## [Task brief]
Quote the lines of the records below word for word, starting with the line that contains "Q: Mark a point on every instance of the palm" and ending with the line that contains "Target: palm tree trunk", both included.

Position identification records:
________________________

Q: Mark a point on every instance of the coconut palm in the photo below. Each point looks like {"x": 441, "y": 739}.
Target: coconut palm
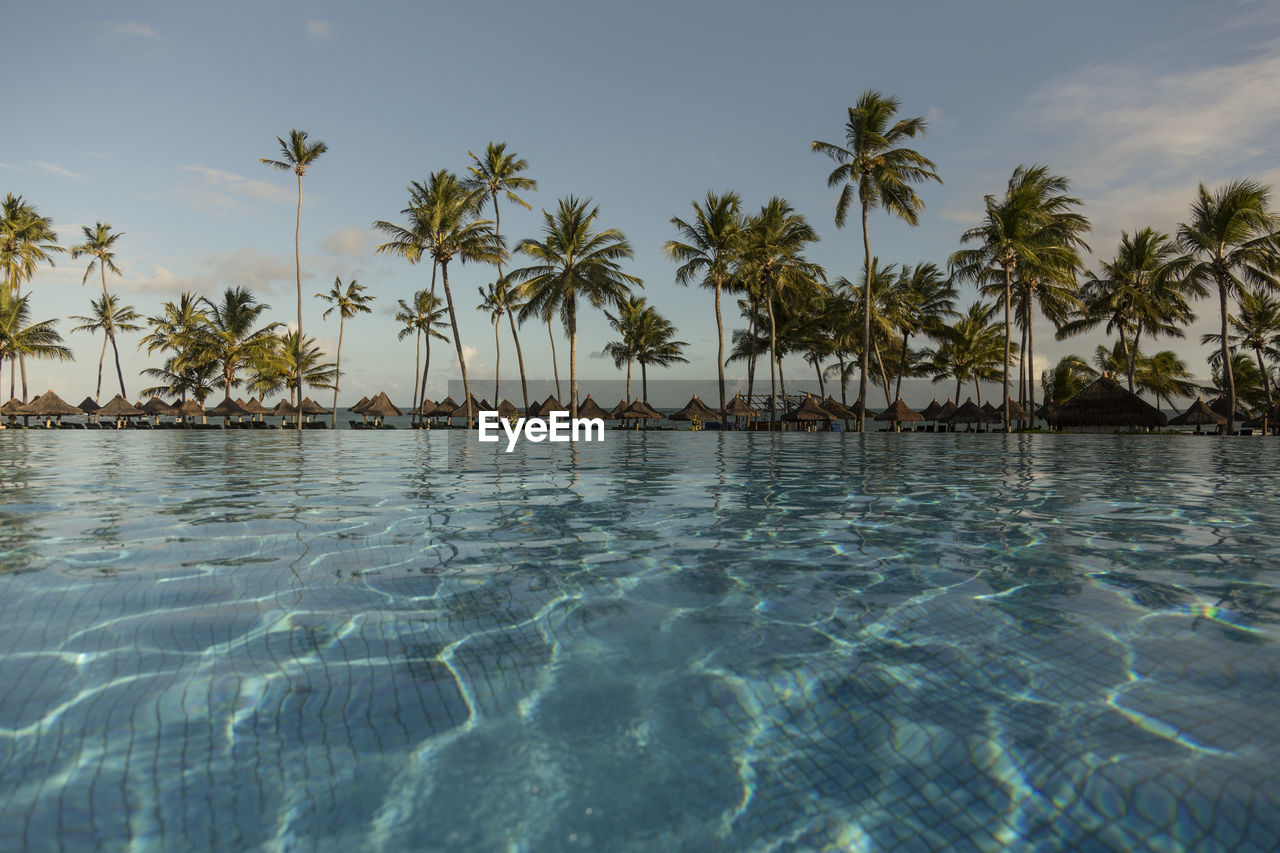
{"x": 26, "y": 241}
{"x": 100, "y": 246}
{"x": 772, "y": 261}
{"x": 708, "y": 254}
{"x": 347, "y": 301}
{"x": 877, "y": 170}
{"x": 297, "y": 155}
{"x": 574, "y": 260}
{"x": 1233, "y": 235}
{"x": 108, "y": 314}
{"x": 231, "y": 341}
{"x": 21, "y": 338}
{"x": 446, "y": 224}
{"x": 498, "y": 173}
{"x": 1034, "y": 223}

________________________

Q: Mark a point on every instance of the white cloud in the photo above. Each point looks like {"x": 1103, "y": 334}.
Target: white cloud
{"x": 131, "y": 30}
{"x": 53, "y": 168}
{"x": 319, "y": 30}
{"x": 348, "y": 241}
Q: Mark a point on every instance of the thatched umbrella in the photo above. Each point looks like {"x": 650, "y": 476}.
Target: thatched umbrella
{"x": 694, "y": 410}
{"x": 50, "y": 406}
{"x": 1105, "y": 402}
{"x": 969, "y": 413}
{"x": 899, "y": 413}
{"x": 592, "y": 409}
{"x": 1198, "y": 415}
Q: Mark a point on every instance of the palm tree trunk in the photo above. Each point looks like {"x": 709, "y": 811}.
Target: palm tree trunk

________________________

## [Solution for this exercise]
Q: Mark a point on every instance of the palm tree trunk in the photo above. Each point looks like {"x": 709, "y": 811}.
Target: palm tree trunk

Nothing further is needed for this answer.